== Segment start ==

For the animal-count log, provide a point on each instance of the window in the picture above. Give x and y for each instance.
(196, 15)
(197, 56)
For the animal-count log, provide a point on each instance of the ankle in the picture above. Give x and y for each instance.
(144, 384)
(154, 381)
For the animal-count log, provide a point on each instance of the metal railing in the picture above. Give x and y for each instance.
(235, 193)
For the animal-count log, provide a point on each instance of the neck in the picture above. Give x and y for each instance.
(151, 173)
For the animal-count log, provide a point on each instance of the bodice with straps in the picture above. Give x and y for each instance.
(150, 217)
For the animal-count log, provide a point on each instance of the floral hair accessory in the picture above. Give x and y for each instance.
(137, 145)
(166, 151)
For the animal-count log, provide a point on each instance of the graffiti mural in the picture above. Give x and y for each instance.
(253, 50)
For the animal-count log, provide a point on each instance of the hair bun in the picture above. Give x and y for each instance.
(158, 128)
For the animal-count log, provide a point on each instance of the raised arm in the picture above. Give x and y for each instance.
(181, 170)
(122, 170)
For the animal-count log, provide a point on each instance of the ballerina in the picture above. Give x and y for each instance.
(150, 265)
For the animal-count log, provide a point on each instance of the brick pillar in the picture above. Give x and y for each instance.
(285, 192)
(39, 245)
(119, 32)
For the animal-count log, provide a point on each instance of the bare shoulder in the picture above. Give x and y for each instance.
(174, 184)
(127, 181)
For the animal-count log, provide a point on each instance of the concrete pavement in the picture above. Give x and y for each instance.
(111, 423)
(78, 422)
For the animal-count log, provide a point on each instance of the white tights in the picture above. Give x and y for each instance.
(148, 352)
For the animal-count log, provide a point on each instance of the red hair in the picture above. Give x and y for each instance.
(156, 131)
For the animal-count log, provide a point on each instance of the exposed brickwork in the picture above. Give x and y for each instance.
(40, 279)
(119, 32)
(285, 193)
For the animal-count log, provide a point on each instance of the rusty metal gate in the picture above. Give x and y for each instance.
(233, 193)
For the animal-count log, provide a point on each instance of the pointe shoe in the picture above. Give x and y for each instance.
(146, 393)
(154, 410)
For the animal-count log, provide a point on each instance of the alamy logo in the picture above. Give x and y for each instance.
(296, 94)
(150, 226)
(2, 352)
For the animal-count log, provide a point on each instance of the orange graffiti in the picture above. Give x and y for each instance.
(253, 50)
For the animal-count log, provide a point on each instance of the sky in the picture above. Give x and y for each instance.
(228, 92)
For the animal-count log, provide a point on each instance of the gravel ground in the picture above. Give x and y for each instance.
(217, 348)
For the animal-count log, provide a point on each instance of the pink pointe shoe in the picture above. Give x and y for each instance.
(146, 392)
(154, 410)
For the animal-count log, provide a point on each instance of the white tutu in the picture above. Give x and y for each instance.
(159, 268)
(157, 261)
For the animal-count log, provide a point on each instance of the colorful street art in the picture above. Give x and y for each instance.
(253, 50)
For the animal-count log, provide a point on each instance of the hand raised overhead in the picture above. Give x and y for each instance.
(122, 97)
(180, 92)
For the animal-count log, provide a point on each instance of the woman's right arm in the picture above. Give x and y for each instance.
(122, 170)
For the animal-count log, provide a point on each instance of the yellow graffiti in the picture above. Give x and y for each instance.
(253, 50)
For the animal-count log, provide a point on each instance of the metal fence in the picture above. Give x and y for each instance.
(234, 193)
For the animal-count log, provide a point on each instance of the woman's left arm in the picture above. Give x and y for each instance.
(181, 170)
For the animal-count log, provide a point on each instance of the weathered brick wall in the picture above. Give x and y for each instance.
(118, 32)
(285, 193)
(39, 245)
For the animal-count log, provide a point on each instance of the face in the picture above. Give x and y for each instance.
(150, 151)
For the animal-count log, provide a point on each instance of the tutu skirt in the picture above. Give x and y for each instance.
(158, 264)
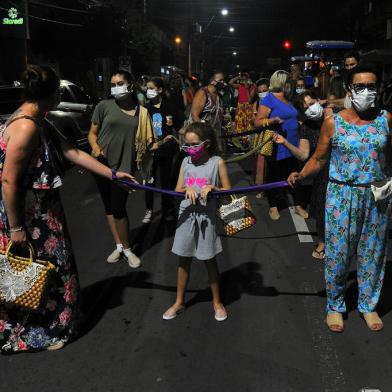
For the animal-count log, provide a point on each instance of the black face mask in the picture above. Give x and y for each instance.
(219, 86)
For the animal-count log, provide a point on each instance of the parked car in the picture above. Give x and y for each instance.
(71, 117)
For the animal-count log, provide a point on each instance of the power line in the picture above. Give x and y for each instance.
(47, 20)
(35, 2)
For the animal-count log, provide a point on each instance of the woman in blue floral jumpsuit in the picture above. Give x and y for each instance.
(358, 142)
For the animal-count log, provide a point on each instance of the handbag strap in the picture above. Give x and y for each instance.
(29, 247)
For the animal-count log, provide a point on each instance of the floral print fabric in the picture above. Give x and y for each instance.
(356, 226)
(22, 330)
(359, 151)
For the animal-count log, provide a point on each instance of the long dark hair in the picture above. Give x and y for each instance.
(40, 82)
(127, 76)
(205, 133)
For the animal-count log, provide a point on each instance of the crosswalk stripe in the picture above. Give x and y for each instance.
(300, 226)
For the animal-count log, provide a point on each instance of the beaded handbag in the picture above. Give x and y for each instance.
(265, 138)
(23, 281)
(236, 214)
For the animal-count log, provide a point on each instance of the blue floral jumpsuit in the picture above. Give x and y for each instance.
(355, 224)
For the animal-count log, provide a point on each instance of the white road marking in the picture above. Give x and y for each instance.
(324, 346)
(300, 226)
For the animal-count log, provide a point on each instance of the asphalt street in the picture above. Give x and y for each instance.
(275, 339)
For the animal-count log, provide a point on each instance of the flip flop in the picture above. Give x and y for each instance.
(335, 322)
(170, 314)
(373, 321)
(318, 254)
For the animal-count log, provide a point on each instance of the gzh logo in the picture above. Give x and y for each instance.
(12, 17)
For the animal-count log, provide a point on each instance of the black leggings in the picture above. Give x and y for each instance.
(113, 197)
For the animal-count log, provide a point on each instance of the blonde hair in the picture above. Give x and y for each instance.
(278, 81)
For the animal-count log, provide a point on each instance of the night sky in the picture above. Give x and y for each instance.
(261, 25)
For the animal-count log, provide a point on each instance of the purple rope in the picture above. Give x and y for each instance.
(248, 189)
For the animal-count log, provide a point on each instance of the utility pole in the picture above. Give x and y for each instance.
(27, 30)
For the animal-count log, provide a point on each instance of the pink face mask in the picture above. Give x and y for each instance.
(195, 152)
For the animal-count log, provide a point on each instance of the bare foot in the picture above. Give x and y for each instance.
(373, 321)
(335, 322)
(173, 311)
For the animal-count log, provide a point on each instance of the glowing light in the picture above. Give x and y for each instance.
(287, 44)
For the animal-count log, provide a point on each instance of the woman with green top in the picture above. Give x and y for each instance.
(120, 136)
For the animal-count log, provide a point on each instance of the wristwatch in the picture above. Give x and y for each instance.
(114, 175)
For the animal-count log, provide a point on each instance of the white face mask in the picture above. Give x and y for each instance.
(151, 93)
(120, 92)
(363, 101)
(314, 112)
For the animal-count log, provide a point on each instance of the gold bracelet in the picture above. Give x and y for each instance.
(17, 229)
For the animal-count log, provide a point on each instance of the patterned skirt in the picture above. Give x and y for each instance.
(244, 118)
(23, 330)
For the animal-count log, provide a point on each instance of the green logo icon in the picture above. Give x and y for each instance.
(13, 13)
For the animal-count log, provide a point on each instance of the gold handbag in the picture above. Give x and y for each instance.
(236, 214)
(265, 138)
(23, 281)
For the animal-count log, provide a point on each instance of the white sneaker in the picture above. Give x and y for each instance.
(147, 216)
(114, 257)
(133, 260)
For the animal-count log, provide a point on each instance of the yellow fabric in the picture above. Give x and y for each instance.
(145, 135)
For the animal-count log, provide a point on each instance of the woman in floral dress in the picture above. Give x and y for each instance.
(31, 211)
(358, 142)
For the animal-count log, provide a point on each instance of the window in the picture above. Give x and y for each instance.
(79, 94)
(65, 95)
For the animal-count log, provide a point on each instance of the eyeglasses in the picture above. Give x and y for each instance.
(189, 145)
(361, 87)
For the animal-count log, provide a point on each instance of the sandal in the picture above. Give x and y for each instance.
(335, 322)
(318, 254)
(173, 312)
(373, 321)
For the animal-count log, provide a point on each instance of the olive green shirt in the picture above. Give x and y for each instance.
(116, 135)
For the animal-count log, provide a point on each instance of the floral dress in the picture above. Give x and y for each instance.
(20, 329)
(356, 226)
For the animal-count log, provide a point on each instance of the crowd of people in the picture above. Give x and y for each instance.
(331, 133)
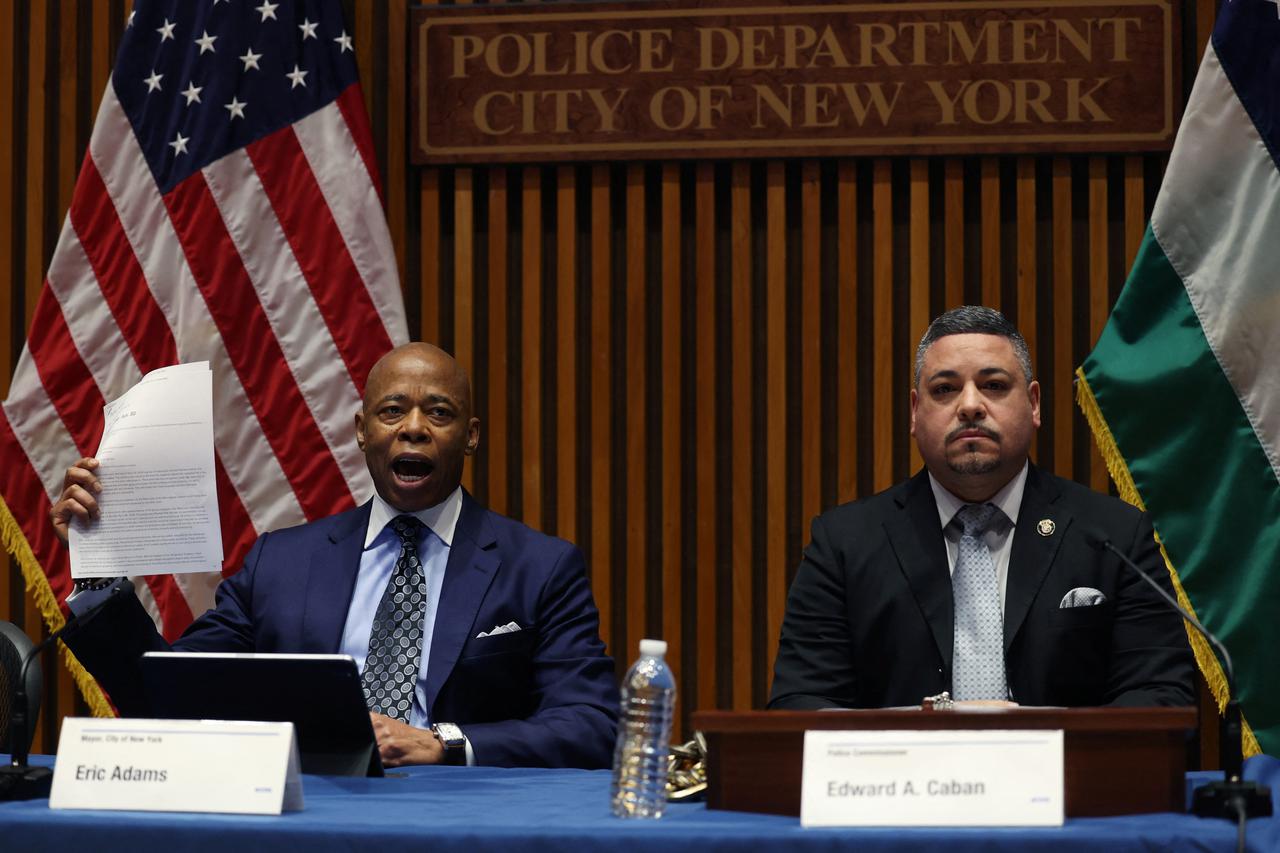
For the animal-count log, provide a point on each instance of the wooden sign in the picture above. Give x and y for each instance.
(712, 78)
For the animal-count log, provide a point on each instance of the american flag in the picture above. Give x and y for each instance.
(228, 209)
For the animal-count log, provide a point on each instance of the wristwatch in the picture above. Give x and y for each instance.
(453, 740)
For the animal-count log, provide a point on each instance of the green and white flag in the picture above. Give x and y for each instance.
(1183, 388)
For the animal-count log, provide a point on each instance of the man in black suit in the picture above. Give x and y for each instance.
(979, 575)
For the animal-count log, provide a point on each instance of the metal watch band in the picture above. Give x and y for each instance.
(453, 740)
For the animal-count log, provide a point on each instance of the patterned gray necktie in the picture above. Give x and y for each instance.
(396, 639)
(978, 658)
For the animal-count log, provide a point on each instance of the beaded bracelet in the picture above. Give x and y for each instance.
(94, 584)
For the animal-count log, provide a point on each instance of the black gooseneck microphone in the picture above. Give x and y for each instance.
(18, 780)
(1233, 797)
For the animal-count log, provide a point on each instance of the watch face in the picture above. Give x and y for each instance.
(449, 734)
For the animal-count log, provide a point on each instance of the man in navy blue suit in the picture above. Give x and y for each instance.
(504, 658)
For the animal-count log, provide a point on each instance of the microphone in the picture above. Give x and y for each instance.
(1233, 797)
(19, 780)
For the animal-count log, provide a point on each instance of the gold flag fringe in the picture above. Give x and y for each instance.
(1119, 469)
(37, 584)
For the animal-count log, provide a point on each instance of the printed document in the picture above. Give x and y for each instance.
(159, 500)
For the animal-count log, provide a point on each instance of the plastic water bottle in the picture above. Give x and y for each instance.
(644, 735)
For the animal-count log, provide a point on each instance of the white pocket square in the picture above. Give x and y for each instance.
(1082, 597)
(510, 628)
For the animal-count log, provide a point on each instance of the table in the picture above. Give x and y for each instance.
(475, 810)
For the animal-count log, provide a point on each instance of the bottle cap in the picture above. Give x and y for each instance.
(653, 648)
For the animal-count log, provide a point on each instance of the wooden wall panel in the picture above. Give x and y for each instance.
(676, 364)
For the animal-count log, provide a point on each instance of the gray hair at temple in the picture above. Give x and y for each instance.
(974, 319)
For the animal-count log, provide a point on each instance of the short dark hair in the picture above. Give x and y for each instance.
(974, 319)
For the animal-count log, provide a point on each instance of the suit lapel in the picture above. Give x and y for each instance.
(471, 566)
(333, 565)
(915, 536)
(1033, 552)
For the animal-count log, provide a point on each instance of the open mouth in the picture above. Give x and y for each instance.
(412, 469)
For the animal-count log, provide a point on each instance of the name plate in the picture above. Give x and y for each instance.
(990, 778)
(177, 766)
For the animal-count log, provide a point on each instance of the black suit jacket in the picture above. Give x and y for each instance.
(869, 616)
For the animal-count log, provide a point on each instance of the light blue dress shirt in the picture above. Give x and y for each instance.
(378, 564)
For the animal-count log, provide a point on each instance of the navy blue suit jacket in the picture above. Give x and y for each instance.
(544, 696)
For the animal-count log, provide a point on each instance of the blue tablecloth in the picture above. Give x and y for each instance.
(474, 810)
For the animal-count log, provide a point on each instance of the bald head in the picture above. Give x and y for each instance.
(430, 356)
(416, 425)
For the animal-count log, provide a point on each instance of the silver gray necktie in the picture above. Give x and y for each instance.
(396, 639)
(978, 656)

== Segment end ==

Task directions: Nothing but the lines from the line containing "the blue tablecloth" through the final line of the entries should appear in your answer, copied exactly.

Exercise output:
For the animal-count log, provide a point on each instance of the blue tablecloth in the picture above. Give x and y for each instance.
(474, 810)
For the animal-count log, provide a point on each instance of the bald head in the picture above. Give x and y for each instance.
(430, 356)
(416, 425)
For the animal-count log, provide a point on each instance of the silver gray necktie in the picture above. Give x and y for each instance.
(396, 639)
(978, 656)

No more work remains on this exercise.